*EXERCISE REQUIREMENTS:* Please pull out every line in the material below that contains the word "barbel", copying each such line in full.

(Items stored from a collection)
────────────────────
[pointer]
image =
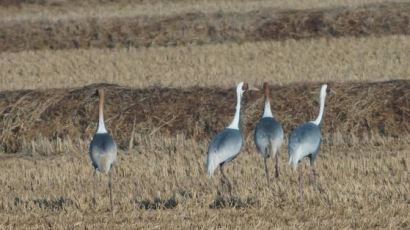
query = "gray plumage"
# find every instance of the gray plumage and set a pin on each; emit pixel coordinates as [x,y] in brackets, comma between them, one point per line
[224,147]
[268,135]
[103,152]
[304,141]
[227,144]
[267,131]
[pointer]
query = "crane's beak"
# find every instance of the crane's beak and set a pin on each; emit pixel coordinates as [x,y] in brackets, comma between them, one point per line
[253,88]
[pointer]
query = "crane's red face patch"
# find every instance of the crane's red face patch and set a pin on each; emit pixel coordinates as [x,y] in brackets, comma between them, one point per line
[100,92]
[245,86]
[266,88]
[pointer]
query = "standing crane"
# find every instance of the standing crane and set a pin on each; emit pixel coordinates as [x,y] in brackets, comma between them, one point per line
[226,145]
[305,139]
[103,149]
[268,135]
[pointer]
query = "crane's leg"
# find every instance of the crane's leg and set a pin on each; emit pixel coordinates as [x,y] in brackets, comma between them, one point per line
[300,184]
[277,164]
[110,187]
[225,178]
[312,176]
[94,187]
[266,169]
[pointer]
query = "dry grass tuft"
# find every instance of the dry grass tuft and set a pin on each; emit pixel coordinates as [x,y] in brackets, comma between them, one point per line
[200,28]
[358,112]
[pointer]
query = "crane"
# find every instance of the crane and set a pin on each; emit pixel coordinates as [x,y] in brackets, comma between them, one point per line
[103,149]
[305,140]
[268,135]
[226,145]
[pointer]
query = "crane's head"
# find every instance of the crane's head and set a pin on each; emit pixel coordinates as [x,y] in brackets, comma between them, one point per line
[324,90]
[266,89]
[99,92]
[243,87]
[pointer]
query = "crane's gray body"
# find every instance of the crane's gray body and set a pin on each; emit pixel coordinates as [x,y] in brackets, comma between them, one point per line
[304,141]
[103,152]
[224,147]
[268,132]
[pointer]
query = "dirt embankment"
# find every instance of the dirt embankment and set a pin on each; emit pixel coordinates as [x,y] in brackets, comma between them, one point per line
[201,28]
[357,109]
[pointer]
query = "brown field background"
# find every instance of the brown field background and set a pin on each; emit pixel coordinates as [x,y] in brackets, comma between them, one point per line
[203,28]
[223,65]
[169,69]
[356,110]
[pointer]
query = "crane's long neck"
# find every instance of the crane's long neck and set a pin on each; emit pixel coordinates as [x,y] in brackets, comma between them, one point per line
[235,122]
[101,125]
[267,112]
[318,120]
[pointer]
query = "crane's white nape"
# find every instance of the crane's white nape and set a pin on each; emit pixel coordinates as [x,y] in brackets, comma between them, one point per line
[101,125]
[267,111]
[240,89]
[322,105]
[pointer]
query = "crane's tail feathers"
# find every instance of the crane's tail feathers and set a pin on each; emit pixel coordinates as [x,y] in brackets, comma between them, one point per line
[211,165]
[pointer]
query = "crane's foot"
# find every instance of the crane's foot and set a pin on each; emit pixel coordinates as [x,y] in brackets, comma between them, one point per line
[94,202]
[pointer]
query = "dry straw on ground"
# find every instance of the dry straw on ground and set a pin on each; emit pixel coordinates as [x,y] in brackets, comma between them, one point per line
[361,110]
[200,28]
[223,65]
[162,184]
[43,9]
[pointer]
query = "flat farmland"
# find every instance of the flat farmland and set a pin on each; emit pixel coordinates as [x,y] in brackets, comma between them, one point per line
[169,69]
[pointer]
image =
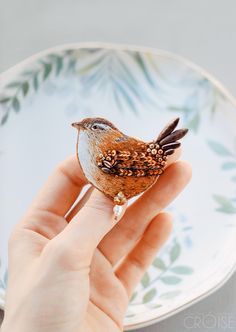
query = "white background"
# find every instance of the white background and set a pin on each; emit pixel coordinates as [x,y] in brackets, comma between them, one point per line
[203,31]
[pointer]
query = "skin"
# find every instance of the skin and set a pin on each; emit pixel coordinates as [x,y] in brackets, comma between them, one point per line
[62,275]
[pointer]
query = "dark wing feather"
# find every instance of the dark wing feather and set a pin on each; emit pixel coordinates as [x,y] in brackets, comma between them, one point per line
[168,138]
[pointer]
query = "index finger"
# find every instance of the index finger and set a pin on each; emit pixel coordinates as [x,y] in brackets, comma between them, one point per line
[61,189]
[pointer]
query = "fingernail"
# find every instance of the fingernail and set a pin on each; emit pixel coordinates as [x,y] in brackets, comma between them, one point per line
[119,211]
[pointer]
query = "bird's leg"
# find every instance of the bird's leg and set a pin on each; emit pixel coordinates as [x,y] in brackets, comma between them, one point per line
[120,200]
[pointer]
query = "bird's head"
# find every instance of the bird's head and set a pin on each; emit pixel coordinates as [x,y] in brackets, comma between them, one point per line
[96,127]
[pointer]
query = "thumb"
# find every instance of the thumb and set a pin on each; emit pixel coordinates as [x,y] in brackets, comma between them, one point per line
[84,232]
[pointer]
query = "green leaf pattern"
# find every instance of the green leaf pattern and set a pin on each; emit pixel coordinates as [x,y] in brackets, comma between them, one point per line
[225,204]
[109,70]
[170,274]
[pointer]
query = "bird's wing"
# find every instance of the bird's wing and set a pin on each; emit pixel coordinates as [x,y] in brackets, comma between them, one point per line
[136,158]
[130,158]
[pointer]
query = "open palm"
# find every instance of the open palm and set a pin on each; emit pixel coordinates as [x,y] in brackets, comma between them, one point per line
[74,269]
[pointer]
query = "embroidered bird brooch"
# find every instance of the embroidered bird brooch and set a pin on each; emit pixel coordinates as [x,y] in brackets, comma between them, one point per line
[119,165]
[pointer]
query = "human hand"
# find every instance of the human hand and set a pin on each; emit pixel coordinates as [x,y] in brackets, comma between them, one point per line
[66,276]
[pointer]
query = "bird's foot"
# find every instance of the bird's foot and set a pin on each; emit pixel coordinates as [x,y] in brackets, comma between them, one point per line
[120,200]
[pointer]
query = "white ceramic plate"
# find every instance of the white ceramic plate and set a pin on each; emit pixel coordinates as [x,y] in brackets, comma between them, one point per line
[138,89]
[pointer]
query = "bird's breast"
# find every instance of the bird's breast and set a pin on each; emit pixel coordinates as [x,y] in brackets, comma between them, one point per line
[86,150]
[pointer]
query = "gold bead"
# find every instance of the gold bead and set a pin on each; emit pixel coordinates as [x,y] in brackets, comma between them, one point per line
[154,151]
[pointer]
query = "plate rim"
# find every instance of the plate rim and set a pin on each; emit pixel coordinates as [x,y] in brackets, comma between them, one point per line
[7,74]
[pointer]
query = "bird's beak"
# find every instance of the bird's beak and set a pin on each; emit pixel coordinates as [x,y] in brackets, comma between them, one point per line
[77,125]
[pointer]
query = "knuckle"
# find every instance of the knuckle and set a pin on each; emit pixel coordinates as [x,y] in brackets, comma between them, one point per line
[65,254]
[99,204]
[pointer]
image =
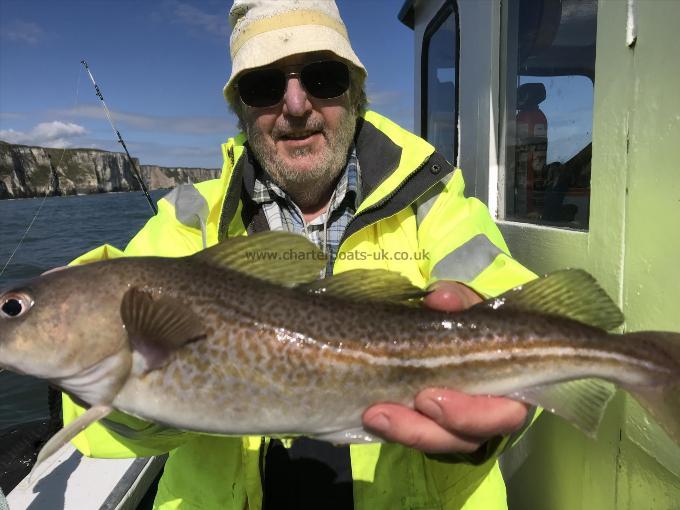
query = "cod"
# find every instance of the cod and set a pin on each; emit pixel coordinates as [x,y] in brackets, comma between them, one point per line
[244,338]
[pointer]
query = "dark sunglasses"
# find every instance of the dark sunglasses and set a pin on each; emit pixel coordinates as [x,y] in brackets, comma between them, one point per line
[265,87]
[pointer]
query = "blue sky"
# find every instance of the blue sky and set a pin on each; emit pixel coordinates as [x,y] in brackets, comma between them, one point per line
[161,65]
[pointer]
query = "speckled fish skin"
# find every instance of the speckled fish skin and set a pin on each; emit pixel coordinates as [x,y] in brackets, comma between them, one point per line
[274,360]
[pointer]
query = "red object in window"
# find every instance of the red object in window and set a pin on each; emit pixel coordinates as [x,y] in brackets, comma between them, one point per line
[531,151]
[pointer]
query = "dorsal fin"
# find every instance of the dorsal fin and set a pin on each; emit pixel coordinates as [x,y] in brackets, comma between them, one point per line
[571,293]
[281,258]
[367,285]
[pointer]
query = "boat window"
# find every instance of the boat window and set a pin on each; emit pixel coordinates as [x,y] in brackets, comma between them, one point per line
[440,82]
[549,48]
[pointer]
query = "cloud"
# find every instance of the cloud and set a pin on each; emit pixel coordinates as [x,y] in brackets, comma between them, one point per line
[183,125]
[23,32]
[198,21]
[46,134]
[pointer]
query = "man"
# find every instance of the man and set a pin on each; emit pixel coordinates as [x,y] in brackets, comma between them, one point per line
[371,195]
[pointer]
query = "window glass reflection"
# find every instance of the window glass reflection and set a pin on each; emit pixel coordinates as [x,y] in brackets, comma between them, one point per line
[550,51]
[440,50]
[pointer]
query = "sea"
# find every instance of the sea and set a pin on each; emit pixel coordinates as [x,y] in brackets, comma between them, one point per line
[37,234]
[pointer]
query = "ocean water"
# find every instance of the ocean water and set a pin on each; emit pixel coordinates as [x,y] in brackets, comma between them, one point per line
[62,228]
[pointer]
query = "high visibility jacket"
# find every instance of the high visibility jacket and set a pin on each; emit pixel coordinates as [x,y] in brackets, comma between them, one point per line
[413,219]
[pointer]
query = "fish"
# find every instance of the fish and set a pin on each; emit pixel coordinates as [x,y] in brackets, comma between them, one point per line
[243,338]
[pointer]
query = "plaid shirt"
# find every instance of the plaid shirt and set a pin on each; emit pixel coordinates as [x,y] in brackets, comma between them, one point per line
[326,230]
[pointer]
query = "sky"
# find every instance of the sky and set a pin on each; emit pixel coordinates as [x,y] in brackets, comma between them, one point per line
[161,66]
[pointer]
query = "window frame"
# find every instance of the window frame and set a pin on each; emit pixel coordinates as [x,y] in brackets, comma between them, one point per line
[449,8]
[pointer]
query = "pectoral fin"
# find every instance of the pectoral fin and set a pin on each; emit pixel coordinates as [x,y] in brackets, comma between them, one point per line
[157,327]
[74,428]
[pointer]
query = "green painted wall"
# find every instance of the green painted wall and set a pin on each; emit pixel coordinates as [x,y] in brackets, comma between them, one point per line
[633,248]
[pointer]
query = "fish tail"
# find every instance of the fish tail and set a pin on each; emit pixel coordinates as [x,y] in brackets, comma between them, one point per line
[661,399]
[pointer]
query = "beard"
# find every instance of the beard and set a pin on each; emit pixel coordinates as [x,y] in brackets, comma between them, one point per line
[309,187]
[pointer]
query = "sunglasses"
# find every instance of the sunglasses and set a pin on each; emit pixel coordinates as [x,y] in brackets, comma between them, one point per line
[266,87]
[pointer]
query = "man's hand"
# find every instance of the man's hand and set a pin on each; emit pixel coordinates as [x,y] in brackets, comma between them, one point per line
[446,421]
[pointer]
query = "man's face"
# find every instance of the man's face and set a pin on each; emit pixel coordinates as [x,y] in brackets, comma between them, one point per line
[302,142]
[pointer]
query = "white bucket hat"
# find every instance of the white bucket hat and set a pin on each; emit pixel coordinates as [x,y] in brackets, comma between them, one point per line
[264,31]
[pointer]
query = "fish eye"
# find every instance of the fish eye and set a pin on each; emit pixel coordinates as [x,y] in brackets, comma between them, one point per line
[14,304]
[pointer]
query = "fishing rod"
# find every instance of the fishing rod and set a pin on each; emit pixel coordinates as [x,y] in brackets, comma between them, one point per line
[120,140]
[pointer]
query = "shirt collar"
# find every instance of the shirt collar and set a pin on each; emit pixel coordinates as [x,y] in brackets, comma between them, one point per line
[265,190]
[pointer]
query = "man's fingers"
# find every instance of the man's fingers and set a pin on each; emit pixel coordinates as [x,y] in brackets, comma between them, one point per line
[402,425]
[448,296]
[54,270]
[475,416]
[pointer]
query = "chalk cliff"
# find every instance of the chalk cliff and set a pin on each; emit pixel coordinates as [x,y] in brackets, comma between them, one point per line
[27,171]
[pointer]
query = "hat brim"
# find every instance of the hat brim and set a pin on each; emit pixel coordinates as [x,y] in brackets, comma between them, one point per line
[268,47]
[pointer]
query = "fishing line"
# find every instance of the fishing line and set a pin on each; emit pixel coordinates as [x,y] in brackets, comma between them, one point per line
[120,139]
[47,191]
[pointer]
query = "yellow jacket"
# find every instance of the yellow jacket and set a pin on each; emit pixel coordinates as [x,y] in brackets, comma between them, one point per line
[413,204]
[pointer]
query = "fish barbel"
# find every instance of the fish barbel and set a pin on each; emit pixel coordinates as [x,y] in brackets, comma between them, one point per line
[242,339]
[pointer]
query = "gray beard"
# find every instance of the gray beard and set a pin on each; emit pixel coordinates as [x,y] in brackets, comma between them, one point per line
[309,188]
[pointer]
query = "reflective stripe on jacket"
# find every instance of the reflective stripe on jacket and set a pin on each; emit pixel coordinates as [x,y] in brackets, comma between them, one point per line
[414,220]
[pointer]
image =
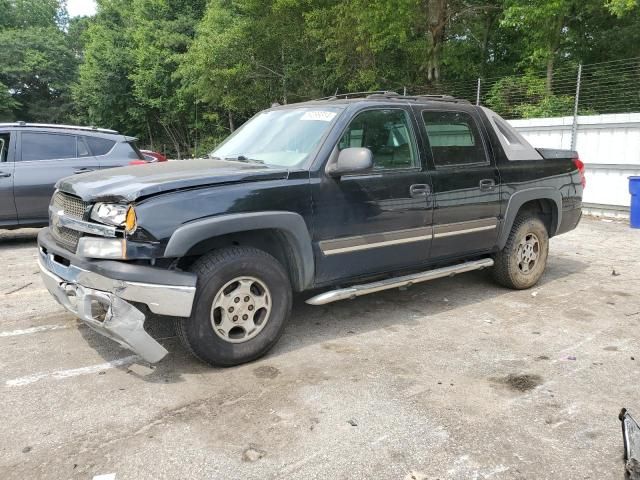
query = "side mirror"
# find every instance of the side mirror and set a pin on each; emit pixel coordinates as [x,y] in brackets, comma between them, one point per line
────────────────────
*RESULT OF THE TASK:*
query = "fish barbel"
# find every instance of the fish barbel and set a pin on each; emit pixel coordinates as [x,y] in brackets, comma between them, one point per line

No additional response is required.